CONSIGNE 1 —
Pouvez-vous convertir en liste JSON de chaînes les lignes d'annotation par points, de la ligne contenant « TARGET = brown acorn » jusqu'à la dernière de ces lignes incluse, avec une chaîne par ligne et sans les lignes vides ?

EXTRAIT À LIRE —
+ + + + + + +
Publié le 3 May 2013 - 23:45
SPECTACLE – 65E ANNIVERSAIRE DE LA CRÉATION D’ISRAËL

Tadmor, où l'attachement lucide à la terre

Le chorégraphe israélien, auteur mardi au Grand Théâtre d'une superbe exécution de sa pièce ''And Mr'' (Et monsieur), allie attachement au ''sol'' et ''ouverture'' en direction des autres, Palestiniens notamment. Expression politique d'un artiste non conventionnel, sur ce tempo du moins.

 

Le 65e anniversaire de la création de l’État d'Israël, en 1948, a été célébrée ce mardi au Grand Théâtre National de Dakar, en présence de plusieurs ambassadeurs accrédités au Sénégal, et de plusieurs autres personnalités politiques et artistiques. A l'occasion de cette soirée, le public a eu droit aux prestations du danseur-chorégraphe israélien Ido Tadmor, à celles de la troupe de l'Ecole des Sables de Toubab Dialao dirigée par Germaine Acogny, et à celle du violoniste William Badji accompagné par cinq jeunes filles pour l'exécution des hymnes nationaux d'Israël et du Sénégal.

 

Le spectacle de Tadmor, tout en fusion avec le sol, tout en saccades, semble renvoyer aux péripéties douloureuses de la naissance de l'Etat d'Israël en 1948. L'attachement viscéral de l'artiste à évoluer par terre, avec des déplacements incessants à partir desquels effort de survie et rechute sont mis en valeur à tour de rôle, ressemble à de l'expressionnisme politique sous divers facettes. Les bras tatoués repliés sur lui-même, parcourant le corps de haut en bas, ondulant d'un point à un autre, pourquoi ne pas imaginer, au fond, que Tadmor voudrait découvrir le vrai état physique et psychologique de sa patrie et de ses compatriotes, en contournant les canaux d'information officielle dans un pays en ''état de guerre'' depuis soixante-cinq ans.

 

Sous cet angle, le drame palestinien qui perdure à quelques jets de pierre ne lui serait pas indifférent. Les mains qui se détachent du corps, prudentes mais ouvertes vers l'horizon, sous surveillance d'un regard perçant qui fait office de vigile, serait-ce l'expression politique d'un artiste désireux de faire pression, à sa manière, sur des dirigeants politiques et militaires réfractaires à toute évolution juste du conflit israélo-palestinien ?
+ + + + + + +
CONSIGNE 2 —
Pouvez-vous poursuivre l'article sur le spectacle d'Ido Tadmor à Dakar à la suite de sa dernière phrase ?

Lignes d'annotation par points
+ + + + + + +
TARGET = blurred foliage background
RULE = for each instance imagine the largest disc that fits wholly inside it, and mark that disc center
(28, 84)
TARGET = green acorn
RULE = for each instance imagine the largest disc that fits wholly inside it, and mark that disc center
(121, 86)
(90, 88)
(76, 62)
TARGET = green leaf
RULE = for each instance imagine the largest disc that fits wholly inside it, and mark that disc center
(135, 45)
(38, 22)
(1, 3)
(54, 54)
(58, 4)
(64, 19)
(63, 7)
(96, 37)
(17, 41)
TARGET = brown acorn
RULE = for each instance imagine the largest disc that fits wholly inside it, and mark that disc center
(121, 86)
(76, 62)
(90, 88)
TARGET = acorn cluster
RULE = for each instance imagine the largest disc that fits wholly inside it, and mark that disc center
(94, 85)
+ + + + + + +
RÉSULTAT ATTENDU 1 —
[
  "TARGET = brown acorn",
  "RULE = for each instance imagine the largest disc that fits wholly inside it, and mark that disc center",
  "(121, 86)",
  "(76, 62)",
  "(90, 88)",
  "TARGET = acorn cluster",
  "RULE = for each instance imagine the largest disc that fits wholly inside it, and mark that disc center",
  "(94, 85)"
]

RÉSULTAT ATTENDU 2 —
 

Dans tous les cas, Tadmor se veut indissociable de ''sa'' terre, il ne veut point passer pour un renégat alors que, selon l'hagiographie officielle de l’État hébreu, Israël est en état de guerre permanente depuis soixante-cinq longues années – et les perspectives politiques sont au point mort. D'où cet éternel retour sur soi. Mais en même temps, il ne semble pas avoir envie d'être un ''colon'', ce spécimen de radicaux ultra-nationalistes de droite, illuminés et sans options autres que le refrain ''c'est notre terre depuis des millénaires''. A cet extrémisme, Tadmor voudrait substituer cette ouverture d'esprit (et du cœur) dont témoignent les mouvements d'un corps partagé entre deux idéaux : le repli sur soi par effet de recroquevillement, et l'abordage de ''l'autre'', ''l'ennemi'', par une déconcentration cadencée des muscles...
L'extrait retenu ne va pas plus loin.